Keep only those lines of the records that include the string "shorts".

--- Records provided Enclosed Below ---

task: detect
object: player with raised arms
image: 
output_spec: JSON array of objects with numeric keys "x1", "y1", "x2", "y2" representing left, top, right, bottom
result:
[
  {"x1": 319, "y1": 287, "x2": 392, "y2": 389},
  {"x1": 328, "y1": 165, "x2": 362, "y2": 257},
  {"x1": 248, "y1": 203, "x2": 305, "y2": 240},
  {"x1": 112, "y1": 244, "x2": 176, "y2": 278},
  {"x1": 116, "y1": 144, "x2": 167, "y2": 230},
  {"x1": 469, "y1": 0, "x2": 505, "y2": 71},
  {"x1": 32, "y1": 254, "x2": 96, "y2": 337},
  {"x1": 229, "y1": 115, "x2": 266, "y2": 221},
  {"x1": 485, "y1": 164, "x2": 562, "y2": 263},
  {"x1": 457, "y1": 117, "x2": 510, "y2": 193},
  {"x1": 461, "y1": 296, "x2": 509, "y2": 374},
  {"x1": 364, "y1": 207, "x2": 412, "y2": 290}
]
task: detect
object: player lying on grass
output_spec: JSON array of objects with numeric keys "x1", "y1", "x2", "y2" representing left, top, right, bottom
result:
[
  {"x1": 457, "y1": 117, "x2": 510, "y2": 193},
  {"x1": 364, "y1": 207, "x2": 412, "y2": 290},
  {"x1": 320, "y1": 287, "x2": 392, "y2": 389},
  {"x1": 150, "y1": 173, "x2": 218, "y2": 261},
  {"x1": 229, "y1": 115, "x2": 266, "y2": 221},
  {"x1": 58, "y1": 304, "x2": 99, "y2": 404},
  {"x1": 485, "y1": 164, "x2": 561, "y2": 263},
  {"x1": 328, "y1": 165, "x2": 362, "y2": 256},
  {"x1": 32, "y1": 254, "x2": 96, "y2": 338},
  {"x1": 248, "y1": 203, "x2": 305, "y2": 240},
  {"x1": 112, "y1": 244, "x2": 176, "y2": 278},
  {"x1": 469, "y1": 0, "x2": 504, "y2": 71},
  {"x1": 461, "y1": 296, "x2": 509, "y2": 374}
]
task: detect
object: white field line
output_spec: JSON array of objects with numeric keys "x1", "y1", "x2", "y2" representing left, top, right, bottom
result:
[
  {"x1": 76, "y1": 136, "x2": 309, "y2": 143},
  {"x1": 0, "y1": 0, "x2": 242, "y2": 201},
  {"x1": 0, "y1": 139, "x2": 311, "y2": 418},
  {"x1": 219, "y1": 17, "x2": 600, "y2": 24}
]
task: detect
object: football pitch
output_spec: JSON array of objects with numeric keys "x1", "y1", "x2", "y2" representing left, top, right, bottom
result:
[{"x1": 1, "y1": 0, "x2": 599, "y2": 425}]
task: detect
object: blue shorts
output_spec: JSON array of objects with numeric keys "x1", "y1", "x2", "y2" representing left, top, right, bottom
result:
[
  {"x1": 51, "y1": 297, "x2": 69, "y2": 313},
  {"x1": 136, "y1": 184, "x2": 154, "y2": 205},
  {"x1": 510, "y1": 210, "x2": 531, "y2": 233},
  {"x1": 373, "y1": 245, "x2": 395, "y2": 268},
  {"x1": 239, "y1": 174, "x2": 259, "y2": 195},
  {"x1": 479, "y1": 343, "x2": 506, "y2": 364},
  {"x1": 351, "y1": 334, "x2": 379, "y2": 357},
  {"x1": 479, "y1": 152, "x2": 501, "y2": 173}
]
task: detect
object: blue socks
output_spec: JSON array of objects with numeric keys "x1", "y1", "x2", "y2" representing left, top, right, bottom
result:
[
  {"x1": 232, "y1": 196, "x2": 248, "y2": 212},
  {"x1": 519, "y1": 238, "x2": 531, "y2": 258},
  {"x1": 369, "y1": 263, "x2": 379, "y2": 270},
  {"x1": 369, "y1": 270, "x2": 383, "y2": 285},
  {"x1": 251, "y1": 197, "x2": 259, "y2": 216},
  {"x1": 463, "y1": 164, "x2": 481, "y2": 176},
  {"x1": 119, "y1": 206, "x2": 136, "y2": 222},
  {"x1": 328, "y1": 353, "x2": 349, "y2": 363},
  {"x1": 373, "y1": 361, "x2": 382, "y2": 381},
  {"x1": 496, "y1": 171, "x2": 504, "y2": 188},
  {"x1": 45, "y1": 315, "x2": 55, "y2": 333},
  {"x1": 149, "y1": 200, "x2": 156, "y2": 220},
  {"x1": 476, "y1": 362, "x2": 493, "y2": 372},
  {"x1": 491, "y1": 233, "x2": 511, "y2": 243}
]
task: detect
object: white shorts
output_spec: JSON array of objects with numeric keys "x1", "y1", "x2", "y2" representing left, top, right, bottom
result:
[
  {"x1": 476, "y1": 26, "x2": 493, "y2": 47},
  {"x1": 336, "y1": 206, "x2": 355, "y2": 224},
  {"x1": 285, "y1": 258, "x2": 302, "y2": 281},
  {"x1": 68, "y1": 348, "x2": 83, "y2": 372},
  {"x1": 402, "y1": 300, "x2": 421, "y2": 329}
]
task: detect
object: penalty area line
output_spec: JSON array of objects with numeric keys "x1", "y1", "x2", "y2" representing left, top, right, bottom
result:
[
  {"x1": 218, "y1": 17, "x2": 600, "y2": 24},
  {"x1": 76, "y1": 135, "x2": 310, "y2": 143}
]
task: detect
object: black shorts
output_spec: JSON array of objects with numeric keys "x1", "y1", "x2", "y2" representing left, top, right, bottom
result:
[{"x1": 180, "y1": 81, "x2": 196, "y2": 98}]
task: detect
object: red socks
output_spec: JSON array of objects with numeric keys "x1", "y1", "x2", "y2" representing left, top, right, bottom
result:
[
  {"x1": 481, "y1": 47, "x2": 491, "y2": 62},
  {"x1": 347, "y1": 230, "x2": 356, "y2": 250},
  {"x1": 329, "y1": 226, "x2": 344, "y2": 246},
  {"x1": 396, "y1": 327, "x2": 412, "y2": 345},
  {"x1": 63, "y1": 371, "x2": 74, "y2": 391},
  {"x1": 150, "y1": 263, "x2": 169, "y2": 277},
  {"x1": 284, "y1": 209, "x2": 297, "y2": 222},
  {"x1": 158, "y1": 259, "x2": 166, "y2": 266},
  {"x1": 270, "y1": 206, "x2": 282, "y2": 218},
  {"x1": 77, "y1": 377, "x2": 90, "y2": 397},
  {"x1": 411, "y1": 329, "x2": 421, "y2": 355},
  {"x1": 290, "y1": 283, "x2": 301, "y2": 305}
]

--- End of Enclosed Records provided ---

> _Problem solution_:
object: blue shorts
object: white shorts
object: black shorts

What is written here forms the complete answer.